BRIEF: Look through the records below for the line with "List the mask of every instance of the **stack". Return that line and each one after it up to and including the line with "List the mask of every instance of the **man's", exactly.

(RAW DATA)

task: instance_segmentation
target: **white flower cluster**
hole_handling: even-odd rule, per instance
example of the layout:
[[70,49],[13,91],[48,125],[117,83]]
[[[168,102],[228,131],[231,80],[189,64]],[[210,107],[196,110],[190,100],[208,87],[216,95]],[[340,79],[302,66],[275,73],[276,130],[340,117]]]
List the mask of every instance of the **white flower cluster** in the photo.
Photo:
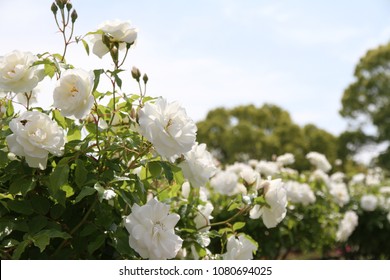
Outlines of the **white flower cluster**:
[[306,158],[313,164],[316,168],[328,172],[332,169],[329,161],[326,159],[325,155],[318,152],[310,152],[306,155]]
[[287,198],[292,203],[302,203],[304,206],[316,201],[316,196],[308,184],[297,181],[287,181],[285,183]]
[[340,221],[339,228],[336,233],[336,240],[340,242],[347,241],[357,225],[358,215],[354,211],[345,212],[344,218]]
[[244,235],[238,238],[230,236],[226,245],[226,253],[222,255],[224,260],[251,260],[257,246]]

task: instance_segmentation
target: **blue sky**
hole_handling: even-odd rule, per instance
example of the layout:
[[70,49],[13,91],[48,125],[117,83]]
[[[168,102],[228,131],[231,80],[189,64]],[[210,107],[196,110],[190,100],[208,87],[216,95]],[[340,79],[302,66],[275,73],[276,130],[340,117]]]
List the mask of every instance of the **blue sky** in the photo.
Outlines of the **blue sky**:
[[[14,49],[60,52],[52,1],[0,0],[0,55]],[[74,0],[76,35],[105,20],[139,29],[126,68],[150,78],[148,94],[178,100],[195,120],[218,106],[273,103],[299,124],[338,134],[343,90],[369,49],[390,38],[390,2]],[[72,45],[76,67],[109,66]],[[88,68],[87,68],[88,69]],[[127,92],[136,92],[129,79]],[[43,90],[50,100],[50,92]],[[39,97],[41,98],[41,97]]]

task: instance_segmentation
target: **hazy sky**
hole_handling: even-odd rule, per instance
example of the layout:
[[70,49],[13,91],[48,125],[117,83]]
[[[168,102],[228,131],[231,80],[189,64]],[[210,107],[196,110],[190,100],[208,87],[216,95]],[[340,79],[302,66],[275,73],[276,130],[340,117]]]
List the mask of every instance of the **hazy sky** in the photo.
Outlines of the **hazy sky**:
[[[0,55],[14,49],[61,52],[52,1],[0,0]],[[367,49],[390,38],[387,0],[74,0],[76,35],[105,20],[130,20],[138,42],[125,65],[150,78],[148,94],[178,100],[195,120],[218,106],[273,103],[299,124],[333,133],[343,90]],[[89,69],[109,65],[82,45],[68,61]],[[137,92],[131,79],[126,92]],[[50,100],[48,89],[40,93]],[[42,96],[39,96],[42,98]]]

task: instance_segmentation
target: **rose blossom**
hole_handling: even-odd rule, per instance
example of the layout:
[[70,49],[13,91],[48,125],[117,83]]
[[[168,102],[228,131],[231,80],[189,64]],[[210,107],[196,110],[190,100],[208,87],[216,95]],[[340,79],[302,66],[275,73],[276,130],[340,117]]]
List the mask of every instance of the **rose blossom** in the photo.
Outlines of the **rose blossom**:
[[[119,49],[126,47],[126,44],[133,44],[137,39],[137,29],[131,27],[128,21],[105,21],[98,30],[103,31],[109,38],[111,43],[119,43]],[[92,52],[98,57],[102,58],[110,50],[103,43],[102,34],[92,34]]]
[[197,229],[200,231],[208,231],[210,230],[210,220],[213,218],[211,216],[211,212],[213,212],[214,206],[207,202],[205,205],[198,205],[198,213],[195,216],[195,225]]
[[347,241],[348,237],[358,225],[358,215],[354,211],[345,212],[344,218],[339,223],[336,233],[336,240],[340,242]]
[[288,181],[285,184],[287,197],[292,203],[302,203],[304,206],[316,201],[316,196],[308,184]]
[[204,186],[217,171],[213,157],[206,150],[206,144],[196,143],[191,151],[184,154],[184,159],[179,166],[193,187]]
[[189,152],[196,140],[196,125],[178,102],[160,97],[139,111],[139,129],[162,157],[174,160]]
[[171,259],[180,250],[183,240],[174,227],[180,219],[169,213],[170,206],[151,199],[143,206],[134,204],[125,218],[130,233],[129,244],[144,259]]
[[378,198],[373,194],[363,195],[360,199],[360,207],[365,211],[374,211],[378,205]]
[[306,158],[310,161],[311,164],[324,172],[328,172],[332,169],[332,166],[323,154],[318,152],[310,152],[306,155]]
[[37,57],[30,52],[13,51],[0,56],[0,90],[29,92],[43,79],[43,72],[32,64]]
[[222,256],[224,260],[251,260],[253,251],[256,250],[257,246],[244,235],[239,235],[238,238],[232,235],[228,238],[226,253]]
[[232,171],[221,170],[211,178],[210,185],[220,194],[231,195],[237,189],[238,176]]
[[287,191],[281,179],[266,181],[264,183],[264,198],[268,206],[255,205],[250,211],[251,219],[263,218],[267,228],[276,227],[287,213]]
[[65,117],[85,118],[93,105],[93,72],[69,69],[62,73],[54,89],[54,107]]
[[62,156],[64,131],[46,114],[26,111],[9,124],[6,140],[11,153],[25,157],[30,167],[45,169],[48,154]]

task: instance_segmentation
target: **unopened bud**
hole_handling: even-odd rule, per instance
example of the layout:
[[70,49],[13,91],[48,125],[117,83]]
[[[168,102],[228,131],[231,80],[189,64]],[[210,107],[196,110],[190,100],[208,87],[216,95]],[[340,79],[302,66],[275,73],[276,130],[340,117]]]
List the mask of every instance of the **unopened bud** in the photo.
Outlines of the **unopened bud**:
[[66,9],[68,10],[68,12],[72,10],[72,7],[73,7],[72,3],[70,2],[66,3]]
[[64,0],[56,0],[56,3],[57,6],[62,10],[65,7],[66,1],[64,2]]
[[72,23],[74,23],[77,19],[78,15],[76,10],[73,10],[73,12],[70,14],[70,18],[72,19]]
[[54,15],[57,14],[58,7],[57,7],[56,3],[53,2],[53,4],[51,4],[50,9],[51,9],[51,11],[53,12]]
[[139,78],[141,77],[141,72],[139,71],[139,69],[135,66],[133,66],[133,68],[131,69],[131,76],[137,81],[139,82]]
[[142,80],[144,81],[144,84],[146,85],[146,83],[147,83],[148,80],[149,80],[149,77],[148,77],[148,75],[146,75],[146,73],[145,73],[144,76],[142,77]]

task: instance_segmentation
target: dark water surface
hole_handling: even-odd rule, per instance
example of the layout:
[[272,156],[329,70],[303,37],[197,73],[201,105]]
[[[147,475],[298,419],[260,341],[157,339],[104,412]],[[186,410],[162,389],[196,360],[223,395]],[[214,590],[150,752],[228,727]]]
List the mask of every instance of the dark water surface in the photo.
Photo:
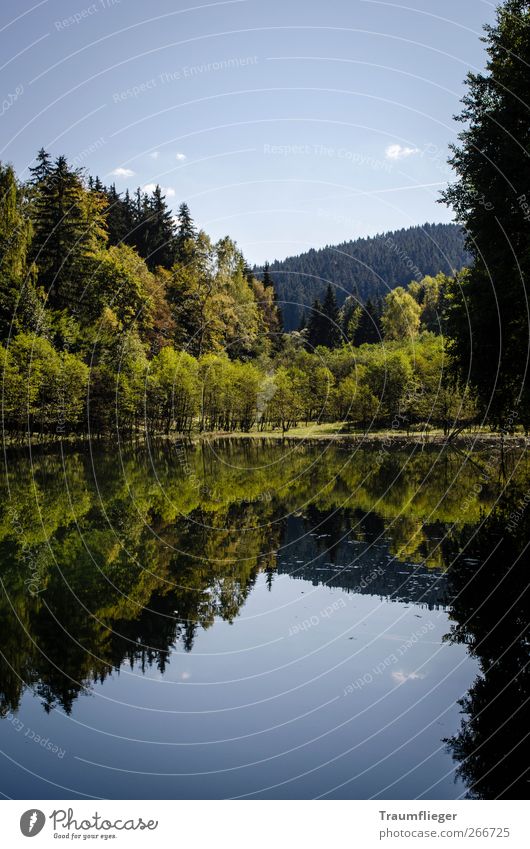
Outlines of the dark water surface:
[[233,440],[6,468],[6,796],[528,792],[524,454]]

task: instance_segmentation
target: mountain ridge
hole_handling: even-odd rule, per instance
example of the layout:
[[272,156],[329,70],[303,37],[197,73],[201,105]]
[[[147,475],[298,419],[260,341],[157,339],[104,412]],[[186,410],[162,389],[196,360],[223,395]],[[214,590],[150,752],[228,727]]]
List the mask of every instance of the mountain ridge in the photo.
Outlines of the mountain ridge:
[[348,295],[361,301],[383,297],[411,280],[451,274],[469,262],[461,227],[425,223],[274,260],[270,274],[285,328],[293,330],[305,309],[322,299],[328,283],[334,285],[340,305]]

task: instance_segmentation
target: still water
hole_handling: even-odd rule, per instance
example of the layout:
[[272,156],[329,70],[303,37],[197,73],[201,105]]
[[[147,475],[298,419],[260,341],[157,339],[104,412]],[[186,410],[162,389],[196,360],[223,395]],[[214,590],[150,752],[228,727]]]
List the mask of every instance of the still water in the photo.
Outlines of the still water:
[[520,797],[529,480],[417,445],[10,450],[0,791]]

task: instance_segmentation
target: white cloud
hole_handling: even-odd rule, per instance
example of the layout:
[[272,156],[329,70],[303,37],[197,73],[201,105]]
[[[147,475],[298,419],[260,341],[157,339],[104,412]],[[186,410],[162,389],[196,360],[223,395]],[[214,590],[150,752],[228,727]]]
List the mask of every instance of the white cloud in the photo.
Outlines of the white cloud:
[[186,154],[185,153],[177,153],[175,158],[178,159],[179,162],[182,162],[183,159],[186,159]]
[[403,672],[401,669],[392,673],[392,678],[396,684],[404,684],[406,681],[421,681],[425,678],[421,672]]
[[385,150],[385,155],[387,159],[406,159],[407,156],[413,156],[419,152],[419,147],[403,147],[401,144],[389,144]]
[[150,153],[149,156],[151,157],[151,159],[158,159],[158,157],[160,156],[160,152],[158,150],[153,150],[153,152]]
[[[165,195],[167,198],[175,197],[175,189],[172,189],[171,186],[160,186],[160,188],[162,190],[162,194]],[[143,187],[144,192],[154,192],[155,189],[156,183],[146,183]]]
[[110,172],[113,177],[134,177],[134,171],[130,168],[115,168]]

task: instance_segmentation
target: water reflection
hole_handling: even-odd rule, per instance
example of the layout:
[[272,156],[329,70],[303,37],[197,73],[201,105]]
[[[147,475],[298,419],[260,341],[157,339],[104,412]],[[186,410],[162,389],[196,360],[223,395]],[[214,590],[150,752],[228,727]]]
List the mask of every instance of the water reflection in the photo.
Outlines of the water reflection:
[[481,670],[447,741],[472,798],[526,799],[530,789],[529,492],[508,487],[480,533],[463,531],[448,573],[448,639],[466,645]]
[[520,456],[508,461],[511,489],[481,524],[507,474],[491,453],[468,461],[416,447],[374,462],[373,450],[237,440],[149,454],[12,452],[0,523],[2,714],[24,693],[71,714],[121,667],[164,675],[173,652],[238,620],[260,575],[272,595],[289,576],[405,608],[449,605],[448,640],[480,660],[481,676],[446,745],[471,795],[520,797],[530,526],[524,511],[510,532],[506,522],[526,473]]

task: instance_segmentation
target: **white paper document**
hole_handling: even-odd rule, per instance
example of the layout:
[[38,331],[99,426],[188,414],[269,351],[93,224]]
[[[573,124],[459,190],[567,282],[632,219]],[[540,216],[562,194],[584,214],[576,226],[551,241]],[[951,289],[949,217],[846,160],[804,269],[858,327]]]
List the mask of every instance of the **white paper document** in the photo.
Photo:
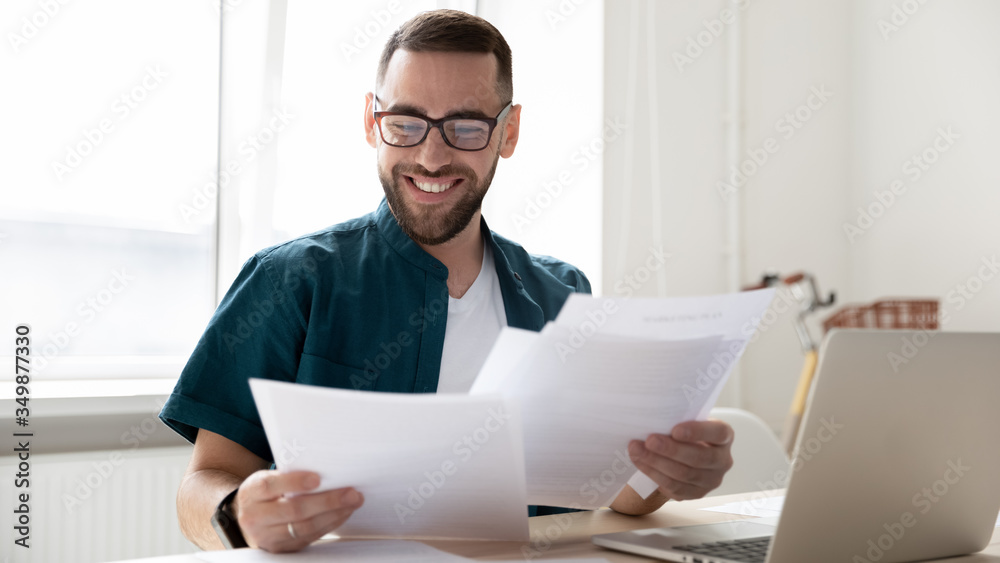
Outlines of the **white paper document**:
[[721,337],[718,350],[694,387],[695,391],[711,387],[696,417],[703,420],[773,299],[773,289],[665,299],[595,298],[574,293],[559,311],[555,324],[570,329],[577,339],[591,332],[660,341]]
[[347,391],[251,379],[279,470],[355,487],[341,537],[527,540],[516,404],[498,395]]
[[528,501],[598,508],[626,483],[652,494],[629,440],[708,416],[773,294],[574,294],[541,333],[504,328],[470,392],[520,403]]
[[758,518],[772,518],[781,515],[781,509],[785,505],[785,496],[762,497],[751,500],[740,500],[719,506],[709,506],[702,508],[708,512],[722,512],[724,514],[740,514],[742,516],[756,516]]

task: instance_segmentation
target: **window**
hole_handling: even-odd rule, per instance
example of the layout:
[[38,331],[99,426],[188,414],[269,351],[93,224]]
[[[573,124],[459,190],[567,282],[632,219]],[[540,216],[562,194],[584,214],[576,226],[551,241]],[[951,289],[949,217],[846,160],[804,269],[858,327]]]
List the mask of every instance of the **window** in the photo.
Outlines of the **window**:
[[0,20],[16,22],[0,48],[0,330],[31,325],[39,379],[176,376],[214,307],[199,194],[215,181],[218,12],[8,0]]
[[599,292],[601,3],[17,0],[0,342],[32,326],[37,381],[176,377],[252,253],[378,205],[364,94],[388,35],[452,4],[505,34],[525,108],[484,215]]
[[[269,228],[244,233],[240,263],[265,245],[375,209],[382,187],[361,119],[382,47],[418,12],[472,8],[452,4],[289,2],[278,108],[294,117],[276,143],[273,196],[241,206],[242,224]],[[529,252],[581,267],[599,293],[602,153],[605,142],[613,142],[603,119],[603,72],[595,63],[603,57],[603,7],[594,2],[560,13],[528,1],[472,4],[511,45],[514,102],[524,106],[517,151],[498,166],[484,216]],[[224,53],[223,72],[230,55],[243,56]],[[556,115],[562,116],[558,124]]]

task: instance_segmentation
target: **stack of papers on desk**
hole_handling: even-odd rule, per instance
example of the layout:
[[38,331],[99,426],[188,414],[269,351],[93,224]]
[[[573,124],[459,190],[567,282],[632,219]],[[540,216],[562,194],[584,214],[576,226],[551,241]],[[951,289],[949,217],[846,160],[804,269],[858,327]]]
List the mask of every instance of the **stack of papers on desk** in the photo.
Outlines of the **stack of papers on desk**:
[[524,540],[527,504],[649,496],[629,441],[708,416],[773,294],[572,295],[540,333],[504,328],[469,395],[251,389],[278,469],[365,495],[339,535]]

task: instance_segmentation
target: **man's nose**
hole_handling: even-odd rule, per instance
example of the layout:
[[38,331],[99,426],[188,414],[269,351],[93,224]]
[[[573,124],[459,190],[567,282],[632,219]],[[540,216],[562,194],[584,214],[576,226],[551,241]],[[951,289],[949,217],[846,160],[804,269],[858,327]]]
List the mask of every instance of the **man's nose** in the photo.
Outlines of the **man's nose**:
[[434,172],[442,166],[451,164],[453,150],[441,136],[441,130],[434,127],[427,133],[427,138],[416,147],[418,164],[426,168],[429,172]]

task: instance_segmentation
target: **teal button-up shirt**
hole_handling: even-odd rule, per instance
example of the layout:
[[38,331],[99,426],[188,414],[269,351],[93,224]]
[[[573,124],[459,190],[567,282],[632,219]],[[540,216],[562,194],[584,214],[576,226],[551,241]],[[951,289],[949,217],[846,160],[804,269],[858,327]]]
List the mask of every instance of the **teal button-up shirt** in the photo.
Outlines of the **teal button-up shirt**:
[[[577,268],[489,230],[507,324],[541,330]],[[433,393],[448,319],[448,269],[374,213],[256,253],[209,321],[160,418],[189,441],[199,428],[273,461],[251,377],[309,385]]]

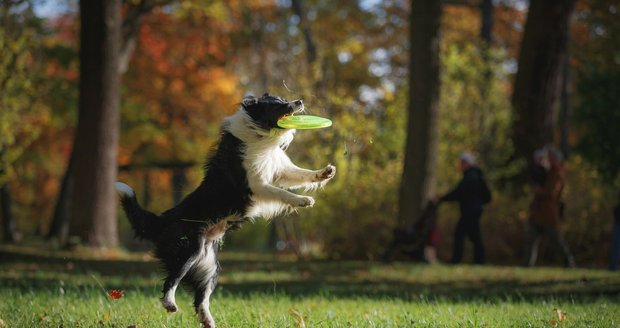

(End RAW DATA)

OUTPUT BELOW:
List the mask of every instance of the **stack of papers on desk** in the photo.
Outlines of the **stack of papers on desk**:
[[524,540],[527,504],[649,496],[629,441],[708,416],[773,294],[572,295],[540,333],[504,328],[469,395],[251,389],[278,469],[365,495],[339,535]]

task: instance_segmentation
target: **man's nose**
hole_handling: even-odd rule, per instance
example of the layout:
[[38,331],[99,426],[188,414],[269,351],[93,224]]
[[[573,124],[459,190],[567,282],[632,219]],[[540,216],[562,194],[584,214],[576,226],[551,241]],[[951,289],[949,217],[846,160],[804,269],[858,327]]]
List the mask of every instance of the **man's nose** in the photo.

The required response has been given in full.